__PARTS OF THE EXERCISE__.
**a.** In the forum thread about Qwen 2.5 Math evaluation results, which benchmark does the spurious rewards paper use?
**b.** Pick up the forum thread about Qwen 2.5 Math evaluation results after its last sentence, and continue it in the same voice.

__SOURCE TEXT__.

-=-=-=-=-

I did a spot check on your claims about the Qwen 2.5 Math MATH results in the spurious reward paper. They claim 49% while you claim 64.3%. As I understand it, you're taking your number from Hochlehnert et al. But the original Qwen 2.5 Math paper only seems to give the base result of 55.4 with 4 shot CoT, so I find 49% totally believable. Though they get 80%+ with instruct.
Is your claim that the original Qwen paper screwed up evals too? Or have I misread something?
More generally, it seems like the key thing to check to support your claims is whether applying your favourite eval method to both the base model and the model weights produced by these papers produces such a diff - unless I missed this part, your results seem equally consistent with a better eval harness adding a flat 15% to everything, or only doing so before spurious training
Though I do agree that, given that the performance delta from base to instruct is so much larger there is a lot of room for spurious explanations
Hey, thanks for checking. The qwen2.5 MATH results are on the full MATH dataset so are not comparable here, as the Spurious rewards paper uses MATH500. The Hochlehnert et al. paper has the results on MATH500, so that is why we took it from there.
I do agree that ideally we should re-evaluate all models on the same more reliable evaluation setup. However to the best of our knowledge the papers have not released open-weight checkpoints. The most transparent way to fix all these issues is papers releasing sample-level outputs going forward, so its easy for people to figure out whats going on.
All this said, in the end, our main point is only: If changing inference hyperparameters can give higher accuracy, is RL improving "reasoning abilities"?
Gotcha, thanks for clarifying. Yeah that point seems reasonable. I initially thought this was a takedown re "those other works are likely BS", I now think "the other works provide insufficient evidence to be confident in their conclusions", does that seem right to you?
Just to add, quite a few other papers like Absolute Zero and SimpleRL-Zoo which report on MATH500 also show that Qwen-2.5-MATH 7B has ~64% accuracy:
From Absolute Zero (M500 column below -- 64.8):
From SimpleRL Zoo (63.6):
We reported numbers from Hochlehnert et al. as their paper was explicitly focused on reproducing model performance on various datasets.
FYI: this post was included in the Last Week in AI Podcast - nice work!
My team at Arcadia Impact is currently working on standardising evaluations
I notice that you cite instance-level results (2023 Burnell et al.) as being a recommendation. Is there anything else that you think the open-source ecosystem should be doing?
For example, we're thinking about:
*This statement especially had me thinking about this: "These include using correct formats and better ways to parse answers from responses, using recommended sampling temperatures, using the same max_output_tokens, and using few-shot prompting to improve format-following."

-=-=-=-=-

__DATA PROVIDED__.
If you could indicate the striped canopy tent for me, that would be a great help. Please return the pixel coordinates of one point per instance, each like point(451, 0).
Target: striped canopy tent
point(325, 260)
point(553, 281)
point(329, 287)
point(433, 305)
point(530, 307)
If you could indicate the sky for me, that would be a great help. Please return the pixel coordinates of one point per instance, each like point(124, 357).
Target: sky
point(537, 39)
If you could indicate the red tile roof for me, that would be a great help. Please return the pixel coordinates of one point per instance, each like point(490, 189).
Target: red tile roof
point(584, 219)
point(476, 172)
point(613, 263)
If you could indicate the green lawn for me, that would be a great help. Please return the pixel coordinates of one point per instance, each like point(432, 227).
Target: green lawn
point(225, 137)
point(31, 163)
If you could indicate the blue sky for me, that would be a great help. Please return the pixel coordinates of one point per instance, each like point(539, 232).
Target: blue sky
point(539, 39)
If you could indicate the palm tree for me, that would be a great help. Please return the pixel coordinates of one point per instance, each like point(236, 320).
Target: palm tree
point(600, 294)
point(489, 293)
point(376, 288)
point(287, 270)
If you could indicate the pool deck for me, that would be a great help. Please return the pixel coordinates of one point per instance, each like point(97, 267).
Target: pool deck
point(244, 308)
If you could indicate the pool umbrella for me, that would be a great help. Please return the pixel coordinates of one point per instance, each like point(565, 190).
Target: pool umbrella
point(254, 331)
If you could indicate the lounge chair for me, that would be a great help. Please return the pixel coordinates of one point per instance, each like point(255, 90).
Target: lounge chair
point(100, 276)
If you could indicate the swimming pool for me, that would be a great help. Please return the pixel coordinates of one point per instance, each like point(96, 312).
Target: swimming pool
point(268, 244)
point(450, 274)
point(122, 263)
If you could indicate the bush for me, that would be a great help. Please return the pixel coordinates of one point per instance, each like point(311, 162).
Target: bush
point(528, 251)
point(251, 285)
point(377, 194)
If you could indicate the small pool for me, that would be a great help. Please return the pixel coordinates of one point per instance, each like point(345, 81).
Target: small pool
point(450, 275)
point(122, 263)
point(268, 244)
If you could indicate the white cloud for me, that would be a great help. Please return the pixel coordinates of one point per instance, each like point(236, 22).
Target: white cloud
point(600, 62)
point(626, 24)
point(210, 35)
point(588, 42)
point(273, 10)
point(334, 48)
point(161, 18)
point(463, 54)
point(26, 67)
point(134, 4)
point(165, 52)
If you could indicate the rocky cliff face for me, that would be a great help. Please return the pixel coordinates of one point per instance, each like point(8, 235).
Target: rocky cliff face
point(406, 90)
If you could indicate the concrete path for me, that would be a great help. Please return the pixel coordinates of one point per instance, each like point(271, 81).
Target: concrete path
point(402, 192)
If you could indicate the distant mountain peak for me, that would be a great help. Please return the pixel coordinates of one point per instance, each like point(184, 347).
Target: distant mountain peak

-=-=-=-=-

__PER-TASK OUTPUTS__.
**a.** MATH500.

**b.**
Thanks these are some great ideas. another thing you guys might want to look into is shifting away from mcqs towards answer matching evaluations: https://www.lesswrong.com/posts/Qss7pWyPwCaxa3CvG/new-paper-it-is-time-to-move-on-from-mcqs-for-llm
There has been a flurry of recent papers proposing new RL methods that claim to improve the “reasoning abilities” in language models. The most recent ones, which show improvements with random or no external rewards have led to surprise, excitement and confusion.
We analyzed 7 popular LLM RL papers (100+ to 3000+ likes, 50k+ to 500k+ views on X) including “Spurious Rewards”, “RL from 1 example”, and 3 papers exploring “Intrinsic Confidence Rewards”. We found that in most of these papers the improvements could be a mirage due to various accidental issues in the evaluation setups (discussed below). As such, the baseline numbers of the pre-RL models are massively underreported compared to official numbers in the Qwen releases, or other standardized evaluations (for example in the Sober Reasoning paper). In several cases, the post-RL model performance was actually worse than the (correctly evaluated) pre-RL baseline they start from. This means the elicitation these works achieve with RL, could also be replicated without any weight updates or finetuning. Here, we do not mean non-trivial elicitation of some latent capabilities, just what can be achieved by fixing prompting and generation hyperparameters. These include using correct formats and better ways to parse answers from responses, using recommended sampling temperatures, and using few-shot prompting to improve format-following.
Overall, these papers made us wonder if recent LLM RLVR papers have any signal, but we find their own claims could be noise due to underreported baselines. The proposed methods might have promise, and our goal is not to detract from their potential, but rather emphasise the importance of correct evaluations and scientific reporting. We understand the pressure to publish RL results quickly given how fast the community seems to be moving. But if the claims cannot be trusted, are we really moving forward?